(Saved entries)
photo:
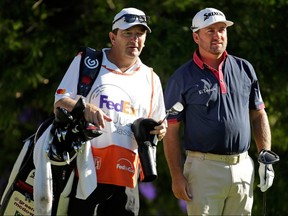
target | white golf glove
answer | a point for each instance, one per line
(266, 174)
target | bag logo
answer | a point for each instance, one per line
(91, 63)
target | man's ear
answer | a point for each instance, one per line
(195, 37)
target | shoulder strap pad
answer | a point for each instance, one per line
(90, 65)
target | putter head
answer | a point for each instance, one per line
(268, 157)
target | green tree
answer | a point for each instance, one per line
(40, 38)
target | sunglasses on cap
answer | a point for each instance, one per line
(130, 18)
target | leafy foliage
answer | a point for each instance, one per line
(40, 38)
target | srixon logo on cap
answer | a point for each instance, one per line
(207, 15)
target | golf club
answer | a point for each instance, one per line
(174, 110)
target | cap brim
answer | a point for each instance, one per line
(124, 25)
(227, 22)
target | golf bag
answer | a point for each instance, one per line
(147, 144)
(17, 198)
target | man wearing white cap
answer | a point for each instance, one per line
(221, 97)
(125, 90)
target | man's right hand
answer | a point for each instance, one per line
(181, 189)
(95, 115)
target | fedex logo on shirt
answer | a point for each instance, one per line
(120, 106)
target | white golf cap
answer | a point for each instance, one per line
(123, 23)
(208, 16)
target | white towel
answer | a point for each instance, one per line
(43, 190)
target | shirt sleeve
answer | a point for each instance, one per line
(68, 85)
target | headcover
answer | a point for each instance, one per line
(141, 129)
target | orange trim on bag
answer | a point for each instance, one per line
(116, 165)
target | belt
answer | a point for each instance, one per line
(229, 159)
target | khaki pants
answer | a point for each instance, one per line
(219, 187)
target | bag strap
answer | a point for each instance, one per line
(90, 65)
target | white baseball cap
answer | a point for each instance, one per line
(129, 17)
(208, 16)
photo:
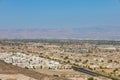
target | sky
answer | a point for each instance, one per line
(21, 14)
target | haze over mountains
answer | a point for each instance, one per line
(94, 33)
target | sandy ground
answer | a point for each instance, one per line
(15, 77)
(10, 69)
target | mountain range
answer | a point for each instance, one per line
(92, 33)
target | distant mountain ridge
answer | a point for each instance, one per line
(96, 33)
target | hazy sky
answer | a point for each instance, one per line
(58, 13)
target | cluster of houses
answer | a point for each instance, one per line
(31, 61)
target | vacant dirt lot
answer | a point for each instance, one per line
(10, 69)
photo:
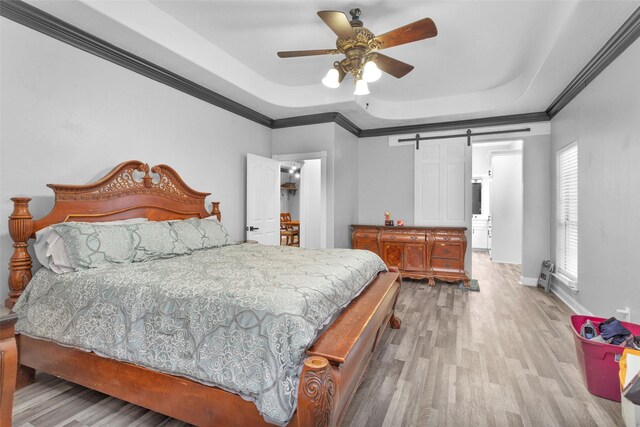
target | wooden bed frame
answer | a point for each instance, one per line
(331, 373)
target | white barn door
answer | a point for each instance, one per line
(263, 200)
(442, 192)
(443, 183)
---
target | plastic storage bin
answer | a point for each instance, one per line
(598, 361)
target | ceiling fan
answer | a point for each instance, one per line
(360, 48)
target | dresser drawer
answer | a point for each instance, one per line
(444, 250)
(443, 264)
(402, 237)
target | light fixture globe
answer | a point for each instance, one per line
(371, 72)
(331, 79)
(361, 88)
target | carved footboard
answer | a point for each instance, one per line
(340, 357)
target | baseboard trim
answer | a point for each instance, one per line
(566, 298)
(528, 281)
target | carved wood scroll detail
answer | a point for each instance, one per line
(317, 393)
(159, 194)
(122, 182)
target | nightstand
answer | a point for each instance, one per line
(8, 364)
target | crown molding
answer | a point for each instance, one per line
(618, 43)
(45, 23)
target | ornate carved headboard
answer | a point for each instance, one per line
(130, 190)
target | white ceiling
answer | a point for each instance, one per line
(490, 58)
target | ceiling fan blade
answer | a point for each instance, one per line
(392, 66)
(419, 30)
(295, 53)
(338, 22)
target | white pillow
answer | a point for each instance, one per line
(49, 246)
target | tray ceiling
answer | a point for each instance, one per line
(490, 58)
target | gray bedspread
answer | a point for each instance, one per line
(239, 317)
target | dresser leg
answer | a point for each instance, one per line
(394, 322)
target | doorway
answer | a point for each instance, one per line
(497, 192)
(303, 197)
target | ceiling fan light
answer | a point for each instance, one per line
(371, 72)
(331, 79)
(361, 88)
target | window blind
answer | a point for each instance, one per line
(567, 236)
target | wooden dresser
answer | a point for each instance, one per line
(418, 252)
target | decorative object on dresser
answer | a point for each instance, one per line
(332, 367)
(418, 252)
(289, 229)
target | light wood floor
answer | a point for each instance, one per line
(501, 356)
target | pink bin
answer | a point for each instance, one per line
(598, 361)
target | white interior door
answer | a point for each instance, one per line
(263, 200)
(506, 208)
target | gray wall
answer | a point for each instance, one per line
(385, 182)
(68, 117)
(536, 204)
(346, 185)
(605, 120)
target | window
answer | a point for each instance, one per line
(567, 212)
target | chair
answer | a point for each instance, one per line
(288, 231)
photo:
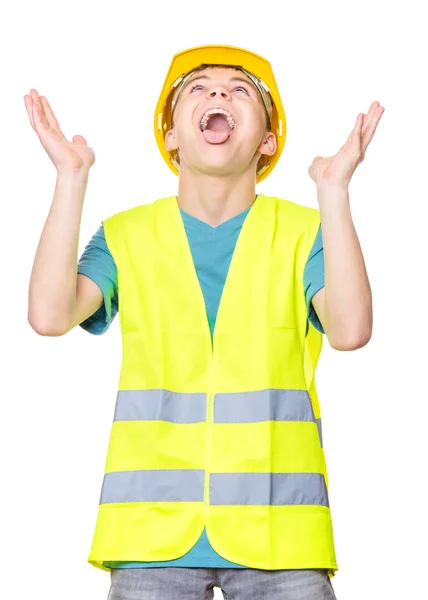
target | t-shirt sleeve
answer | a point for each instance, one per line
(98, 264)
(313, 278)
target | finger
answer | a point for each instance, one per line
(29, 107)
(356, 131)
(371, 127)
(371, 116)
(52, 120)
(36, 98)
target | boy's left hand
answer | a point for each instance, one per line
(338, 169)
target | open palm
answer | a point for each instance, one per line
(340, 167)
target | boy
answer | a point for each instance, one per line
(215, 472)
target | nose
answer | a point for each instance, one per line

▶ Problem to solve
Take exactly the lines from the one containing "target | green tree" through the one containing "target | orange trim on bag" in the data above, and output them with nothing added.

▶ Reply
target | green tree
answer | a point for each instance, one per line
(40, 38)
target | sunglasses on cap
answer | a point for each instance, one per line
(130, 18)
target | leafy foliage
answer | a point for each instance, one per line
(40, 38)
target | srixon logo on cap
answer | a point for each instance, one per line
(207, 15)
target | golf club
answer | a point for each instance, one per line
(174, 110)
target | cap brim
answer | a point for each instance, one per line
(124, 25)
(227, 22)
target | golf bag
answer | a point for each instance, one per line
(147, 144)
(17, 198)
target | man wearing white cap
answer | a point for each instance, one per line
(221, 97)
(125, 90)
target | man's right hand
answer | a point for each instance, one per line
(181, 189)
(95, 115)
target | fedex logo on shirt
answer | a point for each instance, one per line
(120, 106)
target | white golf cap
answer | a point for each instance, one per line
(123, 23)
(208, 16)
target | white towel
answer | a point for each instance, one per line
(43, 190)
target | shirt sleeve
answer | a point for each instance, one per line
(68, 85)
target | headcover
answer | a point for each instance, one per line
(141, 129)
target | orange trim on bag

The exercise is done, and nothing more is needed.